**Stated exercise:** Print every item below word for word, leaving out the pictures.

**Provided data:**

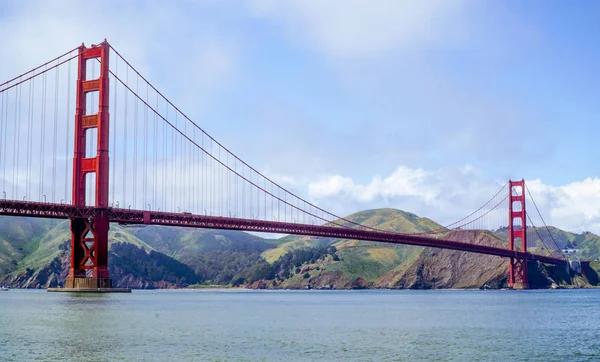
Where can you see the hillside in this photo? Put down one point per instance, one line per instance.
(35, 254)
(35, 250)
(359, 264)
(587, 243)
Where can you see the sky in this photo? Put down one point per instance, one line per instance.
(428, 106)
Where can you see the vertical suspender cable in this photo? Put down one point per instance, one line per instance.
(145, 140)
(69, 120)
(42, 154)
(15, 140)
(135, 127)
(125, 140)
(113, 142)
(55, 141)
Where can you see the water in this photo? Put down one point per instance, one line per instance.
(301, 325)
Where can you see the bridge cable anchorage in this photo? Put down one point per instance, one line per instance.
(214, 161)
(539, 236)
(545, 225)
(457, 225)
(213, 158)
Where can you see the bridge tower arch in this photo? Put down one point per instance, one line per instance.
(517, 231)
(89, 236)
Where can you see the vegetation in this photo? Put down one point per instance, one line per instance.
(153, 256)
(128, 259)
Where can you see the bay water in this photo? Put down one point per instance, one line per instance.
(240, 325)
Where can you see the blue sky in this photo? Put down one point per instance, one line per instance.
(436, 98)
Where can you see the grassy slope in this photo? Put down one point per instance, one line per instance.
(587, 243)
(385, 219)
(361, 259)
(49, 243)
(185, 244)
(20, 237)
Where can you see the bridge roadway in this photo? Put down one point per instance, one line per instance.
(128, 216)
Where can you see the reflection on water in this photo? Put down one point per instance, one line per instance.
(301, 325)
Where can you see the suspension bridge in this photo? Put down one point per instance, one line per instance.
(60, 121)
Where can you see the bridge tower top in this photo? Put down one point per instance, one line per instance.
(517, 229)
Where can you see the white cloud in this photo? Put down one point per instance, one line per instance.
(172, 47)
(355, 28)
(447, 195)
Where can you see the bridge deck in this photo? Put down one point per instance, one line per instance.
(128, 216)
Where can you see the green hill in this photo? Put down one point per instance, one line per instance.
(384, 219)
(34, 253)
(587, 243)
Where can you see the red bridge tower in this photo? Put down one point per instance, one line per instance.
(517, 229)
(89, 236)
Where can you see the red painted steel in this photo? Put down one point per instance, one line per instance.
(128, 216)
(516, 212)
(89, 234)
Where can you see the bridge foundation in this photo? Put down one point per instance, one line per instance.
(89, 236)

**Exercise response:**
Where can you see the hillside in this photo? Put down one point per instance, one line per instance.
(35, 254)
(35, 250)
(359, 264)
(587, 243)
Where can you see the sky in this photo? Put down one point per instance, one line per instance.
(428, 106)
Where can you see the vertical suspender cable in this photo? Put down one point per instance, one line per instance.
(145, 140)
(69, 120)
(42, 154)
(15, 140)
(135, 127)
(125, 140)
(113, 142)
(55, 141)
Where can you see the water in this photo? Put down one point per instance, one line per instance.
(301, 325)
Where can you see the bridge cable anchorage in this photo? Put down one point per instance, one line per instance.
(214, 161)
(539, 236)
(545, 225)
(457, 225)
(213, 158)
Where can you see the bridge tower arch in this photo? Put down one point per instance, one line per instance.
(517, 231)
(89, 236)
Where can you see the vegetation in this photo? Put down one point per instance, one line per instance.
(153, 256)
(128, 259)
Where can you see the bay water in this photo? Put down one point per instance, one line per instance.
(240, 325)
Where can you see the blue sky in this photo? Put down one point per instance, one line per instance.
(436, 98)
Where can you see the grassy slope in this photo? Put down one point per instance, one line per instance.
(587, 243)
(385, 219)
(361, 259)
(49, 243)
(185, 244)
(20, 237)
Where can you see the bridge roadway in this photo? Put down one point per instance, one line per instance.
(128, 216)
Where can you see the reflection on water in this photo? Put down one point per instance, one line per instance.
(301, 325)
Where can you see the suspension bridge in this photo? Put down one point per instance, one line per instance.
(60, 121)
Where can you see the bridge tower top in this photo? Put down one point per instance, one line per instance.
(517, 229)
Where can you see the white cloud in this photo? Put down one point per instance, one line per instance.
(172, 47)
(355, 28)
(447, 195)
Where can you see the bridge deck in this photo? Put down one point per instance, one line per instance.
(128, 216)
Where can you see the green hill in this photo? Put down one point per instance, one line per instance.
(384, 219)
(34, 253)
(587, 243)
Where can you see the red bridge tower in this photo? Put down one point per instance, one line per instance.
(517, 229)
(89, 236)
Where can you see the red painted steel in this photo? Put down one point per instance, one line per instance.
(128, 216)
(516, 212)
(89, 234)
Where can you see the bridge foundation in this photo? Put down one point per instance, one line per instance.
(89, 236)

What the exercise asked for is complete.